> Exercise instructions:
Locate the line containing "of the cream", then please write out that line and all the lines below it in the entries exactly.

[Records from a point labeling set]

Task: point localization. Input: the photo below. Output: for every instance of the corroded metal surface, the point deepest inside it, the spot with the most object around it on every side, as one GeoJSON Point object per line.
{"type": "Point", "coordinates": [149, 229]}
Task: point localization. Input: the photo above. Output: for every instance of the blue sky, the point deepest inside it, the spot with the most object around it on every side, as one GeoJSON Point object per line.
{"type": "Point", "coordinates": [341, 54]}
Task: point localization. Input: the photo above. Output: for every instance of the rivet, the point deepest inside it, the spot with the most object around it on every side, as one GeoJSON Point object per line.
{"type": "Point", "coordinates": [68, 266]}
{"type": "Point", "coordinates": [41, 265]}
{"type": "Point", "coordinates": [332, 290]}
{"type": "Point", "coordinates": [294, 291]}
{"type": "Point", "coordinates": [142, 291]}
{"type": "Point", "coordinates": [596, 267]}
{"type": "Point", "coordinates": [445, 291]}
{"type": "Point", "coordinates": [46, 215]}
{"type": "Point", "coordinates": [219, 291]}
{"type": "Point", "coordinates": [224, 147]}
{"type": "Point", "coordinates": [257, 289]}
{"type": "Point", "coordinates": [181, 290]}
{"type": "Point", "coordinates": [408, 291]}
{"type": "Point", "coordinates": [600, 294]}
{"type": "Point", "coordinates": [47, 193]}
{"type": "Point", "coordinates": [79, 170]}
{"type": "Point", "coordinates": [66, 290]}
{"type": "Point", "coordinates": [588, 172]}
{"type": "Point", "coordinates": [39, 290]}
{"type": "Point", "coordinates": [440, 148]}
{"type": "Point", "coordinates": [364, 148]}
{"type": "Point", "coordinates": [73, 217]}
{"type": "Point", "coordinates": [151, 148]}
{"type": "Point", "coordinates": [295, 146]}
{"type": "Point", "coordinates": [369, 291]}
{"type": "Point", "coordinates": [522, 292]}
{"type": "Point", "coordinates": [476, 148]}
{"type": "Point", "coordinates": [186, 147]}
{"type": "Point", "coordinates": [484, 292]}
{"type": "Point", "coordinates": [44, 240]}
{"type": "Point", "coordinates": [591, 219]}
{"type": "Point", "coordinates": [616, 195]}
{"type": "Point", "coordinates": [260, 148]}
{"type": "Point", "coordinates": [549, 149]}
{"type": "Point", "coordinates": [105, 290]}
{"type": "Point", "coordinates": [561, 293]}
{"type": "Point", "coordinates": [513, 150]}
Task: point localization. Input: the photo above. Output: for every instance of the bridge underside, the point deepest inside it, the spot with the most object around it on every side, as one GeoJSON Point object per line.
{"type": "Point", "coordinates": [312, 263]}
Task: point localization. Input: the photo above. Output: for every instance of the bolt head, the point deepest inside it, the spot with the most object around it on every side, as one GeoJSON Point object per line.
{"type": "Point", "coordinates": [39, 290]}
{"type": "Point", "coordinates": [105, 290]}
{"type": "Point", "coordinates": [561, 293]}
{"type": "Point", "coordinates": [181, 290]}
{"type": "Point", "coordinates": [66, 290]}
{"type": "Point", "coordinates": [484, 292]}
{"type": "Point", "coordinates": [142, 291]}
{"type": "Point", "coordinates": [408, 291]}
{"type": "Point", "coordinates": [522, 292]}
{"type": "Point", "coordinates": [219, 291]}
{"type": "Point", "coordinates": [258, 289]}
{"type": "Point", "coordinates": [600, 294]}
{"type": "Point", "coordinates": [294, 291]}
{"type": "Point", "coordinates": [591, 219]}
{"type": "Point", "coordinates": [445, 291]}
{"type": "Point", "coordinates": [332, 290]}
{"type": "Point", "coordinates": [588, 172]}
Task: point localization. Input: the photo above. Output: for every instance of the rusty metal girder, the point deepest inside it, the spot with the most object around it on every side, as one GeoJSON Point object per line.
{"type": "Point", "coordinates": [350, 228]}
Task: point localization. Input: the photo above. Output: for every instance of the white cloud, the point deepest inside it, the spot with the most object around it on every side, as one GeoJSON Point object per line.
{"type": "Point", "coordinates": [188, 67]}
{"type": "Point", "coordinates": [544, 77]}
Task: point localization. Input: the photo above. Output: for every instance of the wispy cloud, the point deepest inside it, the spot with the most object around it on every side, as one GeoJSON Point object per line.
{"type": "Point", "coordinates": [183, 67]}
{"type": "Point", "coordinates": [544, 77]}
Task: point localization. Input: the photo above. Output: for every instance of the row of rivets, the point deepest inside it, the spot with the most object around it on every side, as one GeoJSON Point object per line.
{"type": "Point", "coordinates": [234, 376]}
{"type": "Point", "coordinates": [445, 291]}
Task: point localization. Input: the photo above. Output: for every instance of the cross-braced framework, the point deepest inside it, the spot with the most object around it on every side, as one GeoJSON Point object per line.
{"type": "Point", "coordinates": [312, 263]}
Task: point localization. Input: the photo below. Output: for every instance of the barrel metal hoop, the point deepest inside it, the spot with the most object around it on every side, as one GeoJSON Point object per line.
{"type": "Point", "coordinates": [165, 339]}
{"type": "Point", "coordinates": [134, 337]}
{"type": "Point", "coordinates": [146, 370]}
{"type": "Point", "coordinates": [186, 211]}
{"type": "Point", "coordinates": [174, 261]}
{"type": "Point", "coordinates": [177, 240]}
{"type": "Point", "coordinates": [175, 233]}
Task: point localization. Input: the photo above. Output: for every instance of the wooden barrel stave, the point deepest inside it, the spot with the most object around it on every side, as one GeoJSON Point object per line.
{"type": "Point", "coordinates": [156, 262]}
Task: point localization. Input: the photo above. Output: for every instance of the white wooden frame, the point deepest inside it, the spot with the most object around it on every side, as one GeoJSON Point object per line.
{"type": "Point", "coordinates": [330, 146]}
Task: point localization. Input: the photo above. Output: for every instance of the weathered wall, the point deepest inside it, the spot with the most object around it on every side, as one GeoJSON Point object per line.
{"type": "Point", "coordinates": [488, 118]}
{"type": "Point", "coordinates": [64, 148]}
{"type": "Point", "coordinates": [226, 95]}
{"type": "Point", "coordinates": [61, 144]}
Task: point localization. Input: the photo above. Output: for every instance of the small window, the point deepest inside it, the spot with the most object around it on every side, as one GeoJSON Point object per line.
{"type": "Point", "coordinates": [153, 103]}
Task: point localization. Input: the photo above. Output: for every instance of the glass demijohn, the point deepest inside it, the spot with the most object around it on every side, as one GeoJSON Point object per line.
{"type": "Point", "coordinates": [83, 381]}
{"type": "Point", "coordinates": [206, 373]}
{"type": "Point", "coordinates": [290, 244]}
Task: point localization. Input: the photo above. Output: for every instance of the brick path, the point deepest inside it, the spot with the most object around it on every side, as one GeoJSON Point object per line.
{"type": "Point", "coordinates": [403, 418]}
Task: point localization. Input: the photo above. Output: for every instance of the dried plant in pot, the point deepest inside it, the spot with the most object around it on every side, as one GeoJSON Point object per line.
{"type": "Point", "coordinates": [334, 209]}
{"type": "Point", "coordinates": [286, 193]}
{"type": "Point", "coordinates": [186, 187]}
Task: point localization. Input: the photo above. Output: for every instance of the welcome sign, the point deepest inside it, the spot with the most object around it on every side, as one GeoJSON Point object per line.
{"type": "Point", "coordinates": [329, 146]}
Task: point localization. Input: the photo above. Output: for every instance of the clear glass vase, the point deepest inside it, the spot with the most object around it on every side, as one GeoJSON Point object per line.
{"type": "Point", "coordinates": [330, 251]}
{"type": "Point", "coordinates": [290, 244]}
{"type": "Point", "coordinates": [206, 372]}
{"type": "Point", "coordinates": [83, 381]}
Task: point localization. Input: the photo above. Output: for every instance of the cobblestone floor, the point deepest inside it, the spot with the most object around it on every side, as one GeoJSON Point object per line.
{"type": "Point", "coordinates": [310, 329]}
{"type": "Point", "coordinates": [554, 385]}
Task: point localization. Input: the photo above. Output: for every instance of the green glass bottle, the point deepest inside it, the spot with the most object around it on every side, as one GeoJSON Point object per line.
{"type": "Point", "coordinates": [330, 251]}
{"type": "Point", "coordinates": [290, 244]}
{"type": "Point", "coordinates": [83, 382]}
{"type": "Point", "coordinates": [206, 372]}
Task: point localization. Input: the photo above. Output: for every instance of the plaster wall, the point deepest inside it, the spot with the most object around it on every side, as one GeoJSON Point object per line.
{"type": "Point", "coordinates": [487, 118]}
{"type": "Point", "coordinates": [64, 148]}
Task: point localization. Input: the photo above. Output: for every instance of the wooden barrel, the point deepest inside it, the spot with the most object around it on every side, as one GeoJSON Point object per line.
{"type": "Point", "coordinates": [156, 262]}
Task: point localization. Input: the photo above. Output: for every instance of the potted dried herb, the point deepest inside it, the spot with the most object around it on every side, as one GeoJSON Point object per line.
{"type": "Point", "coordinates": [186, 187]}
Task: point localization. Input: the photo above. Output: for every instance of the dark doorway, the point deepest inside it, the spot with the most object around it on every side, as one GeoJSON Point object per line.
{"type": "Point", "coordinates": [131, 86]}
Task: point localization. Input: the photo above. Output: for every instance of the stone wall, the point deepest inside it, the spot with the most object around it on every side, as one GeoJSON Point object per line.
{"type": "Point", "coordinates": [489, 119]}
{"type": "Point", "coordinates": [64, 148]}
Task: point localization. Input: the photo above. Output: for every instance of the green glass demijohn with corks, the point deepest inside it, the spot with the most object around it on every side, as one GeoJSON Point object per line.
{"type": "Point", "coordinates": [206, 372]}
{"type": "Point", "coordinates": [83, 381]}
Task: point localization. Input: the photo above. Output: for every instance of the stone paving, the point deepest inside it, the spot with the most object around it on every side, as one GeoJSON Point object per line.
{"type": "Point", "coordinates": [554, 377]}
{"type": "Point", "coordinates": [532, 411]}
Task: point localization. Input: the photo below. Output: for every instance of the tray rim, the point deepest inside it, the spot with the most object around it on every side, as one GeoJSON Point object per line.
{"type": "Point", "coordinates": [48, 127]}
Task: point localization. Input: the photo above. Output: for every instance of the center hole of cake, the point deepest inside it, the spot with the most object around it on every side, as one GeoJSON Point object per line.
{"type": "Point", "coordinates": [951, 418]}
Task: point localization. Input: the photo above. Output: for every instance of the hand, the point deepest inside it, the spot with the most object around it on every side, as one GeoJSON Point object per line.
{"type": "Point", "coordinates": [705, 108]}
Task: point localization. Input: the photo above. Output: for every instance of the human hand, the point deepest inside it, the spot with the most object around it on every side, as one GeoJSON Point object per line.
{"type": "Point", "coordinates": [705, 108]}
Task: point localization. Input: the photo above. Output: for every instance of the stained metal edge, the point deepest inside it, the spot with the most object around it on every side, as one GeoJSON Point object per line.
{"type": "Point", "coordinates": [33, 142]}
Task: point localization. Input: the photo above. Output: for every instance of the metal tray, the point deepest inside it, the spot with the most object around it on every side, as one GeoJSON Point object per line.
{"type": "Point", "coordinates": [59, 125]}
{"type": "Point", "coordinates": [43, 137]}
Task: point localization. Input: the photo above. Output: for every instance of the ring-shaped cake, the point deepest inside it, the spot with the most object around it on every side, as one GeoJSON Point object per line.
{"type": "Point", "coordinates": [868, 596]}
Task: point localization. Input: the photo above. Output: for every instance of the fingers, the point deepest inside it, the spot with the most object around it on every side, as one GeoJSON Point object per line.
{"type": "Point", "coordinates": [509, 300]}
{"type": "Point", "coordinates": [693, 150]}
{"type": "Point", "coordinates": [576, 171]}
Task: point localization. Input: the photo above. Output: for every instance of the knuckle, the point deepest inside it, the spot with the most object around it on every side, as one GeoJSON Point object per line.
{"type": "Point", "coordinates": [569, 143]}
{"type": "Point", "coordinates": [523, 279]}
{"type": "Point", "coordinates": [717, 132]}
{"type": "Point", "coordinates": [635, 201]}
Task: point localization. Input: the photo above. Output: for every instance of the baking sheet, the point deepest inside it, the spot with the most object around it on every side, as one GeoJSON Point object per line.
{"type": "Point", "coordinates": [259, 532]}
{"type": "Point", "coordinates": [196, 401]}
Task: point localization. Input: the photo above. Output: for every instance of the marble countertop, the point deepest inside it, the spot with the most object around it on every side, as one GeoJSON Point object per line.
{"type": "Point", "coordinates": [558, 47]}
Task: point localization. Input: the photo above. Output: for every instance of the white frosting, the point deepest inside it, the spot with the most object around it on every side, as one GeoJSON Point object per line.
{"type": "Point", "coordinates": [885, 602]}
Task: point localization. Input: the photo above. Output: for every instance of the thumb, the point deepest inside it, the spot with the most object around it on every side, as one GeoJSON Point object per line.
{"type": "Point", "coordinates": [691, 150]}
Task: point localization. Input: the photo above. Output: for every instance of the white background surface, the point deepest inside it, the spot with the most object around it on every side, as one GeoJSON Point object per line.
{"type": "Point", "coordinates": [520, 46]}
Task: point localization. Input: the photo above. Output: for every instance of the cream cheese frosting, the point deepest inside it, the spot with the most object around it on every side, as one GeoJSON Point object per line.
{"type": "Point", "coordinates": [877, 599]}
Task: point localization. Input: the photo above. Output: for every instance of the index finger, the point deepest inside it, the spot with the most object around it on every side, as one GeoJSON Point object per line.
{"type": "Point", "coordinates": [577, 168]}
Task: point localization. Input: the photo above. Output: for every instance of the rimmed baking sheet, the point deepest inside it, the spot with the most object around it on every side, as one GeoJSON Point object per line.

> Final result:
Task: point localization. Input: the photo above. Output: for every instance of the cream cheese frosting, the point deepest inside it, the spot with the most object around it on every side, as one GeoJSON Point object per line.
{"type": "Point", "coordinates": [877, 599]}
Task: point localization. Input: the photo above. Output: for every instance of the index finger, the point deepest inside it, the spot with the most object around it on every side, as one GeoJSON Point object per line.
{"type": "Point", "coordinates": [577, 168]}
Task: point localization. Input: the photo above. Output: for every instance of the rimmed baking sheet, the point deepest inside it, the spot with the most object around it on every side, as one GeoJSON Point object per line.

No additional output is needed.